• [Travail à réaliser] Dans l'entretien avec la cheffe Alice Arnoux, combien de temps est-elle restée au Noma ?

La cheffe Alice Arnoux en résidence au Perchoir Ménilmontant

Entretien avec une cheffe à suivre de près.

Après Céline Pham, Adrien Cachot et Manon Fleury, Alice Arnoux est la quatrième cheffe à poser ses valises au Perchoir Ménilmontant (Paris, 11e) pour une résidence culinaire thématique. Au menu ? Les produits de la mer, de la mise en bouche au dessert. Pari réussi !



Portrait d’Alice Arnoux
Portrait d’Alice Arnoux Créa Agency

IDEAT.FR : Pouvez-vous nous raconter votre parcours jusqu’au Perchoir ?

Alice Arnoux : Après mes études à l’institut Paul Bocuse, j’ai passé trois mois dans un restaurant du Cannet (Alpes-Maritimes), au côté notamment de deux chefs japonais qui m’ont appris un sens de la communication honnête. Puis j’ai cuisiné deux ans à La Marine, le restaurant d’Alexandre et Céline Couillon à Noirmoutier, à l’époque doublement étoilé. J’y ai beaucoup appris sur moi-même, et j’ai assisté à des moments de génie en termes de cuisine. Ont suivi une expérience dans un étoilé à Londres, où vivait mon meilleur ami, avant un voyage d’un an et demi au Pérou et en Colombie, où j’étais tantôt volontaire dans des fermes, tantôt cheffe privée, dans le cadre d’une retraite silencieuse, par exemple. J’ai ensuite postulé pour un stage de trois mois au Noma, élu « meilleur restaurant du monde» à Copenhague. J’y suis restée trois ans, au côté de la crème de la crème des chefs du monde.

IDEAT.FR : Comment vos expériences passées ont-elles inspiré votre cuisine au Perchoir ?

Alice Arnoux : Je dois réapprendre à travailler les produits que l’on trouve en région parisienne, mais j’ai conservé toutes les techniques apprises. En ce moment, on sert par exemple un tarama inspiré de celui que l’on faisait chez Alexandre Couillon, acoquiné ici avec une salade de haricots de mer, Mizuna et fleurs de maceron, ainsi que des blinis.

IDEAT.FR : Qu’est-ce qui vous plaît dans le format de résidence ?

Alice Arnoux : L’aspect créatif, après huit ans à travailler hyper dur pour d’autres. Je n’ai jamais été dans un endroit où on m’a dit « réalise une entrée». Ici, le menu change très régulièrement, ça insuffle de la nouveauté. La routine, je la connais, mais tout le monde a besoin de changement, et l’industrie a besoin de changement. Rares sont les opportunités où on dispose d’un tel espace, avec des salaires justes, et où on travaille en totale confiance. C’est une grande liberté. Je ne sais pas encore ce que je ferai après cette résidence, mais ce ne sera sûrement pas un CDI dans une adresse triplement étoilée (rires).

Un citron givré … à la chair d’araignée de mer
Un citron givré … à la chair d’araignée de mer Créa Agency


IDEAT.FR : Pourquoi avoir choisi de travailler les produits de la mer ?

Alice Arnoux : Ce sont les produits sur lesquels je me sens le plus légitime et confortable à la fois. Après la résidence d’Adrien Cachot autour des abats, et celle autour des céréales de Manon Fleury, j’ai eu envie de cuisiner notamment les coquillages, de remettre au goût du jour ce que beaucoup de personnes ne cuisinent pas ou plus.

• [Données disponibles]
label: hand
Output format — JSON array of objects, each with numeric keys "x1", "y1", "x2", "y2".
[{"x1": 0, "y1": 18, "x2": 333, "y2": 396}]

• [Bonne réponse] Trois ans.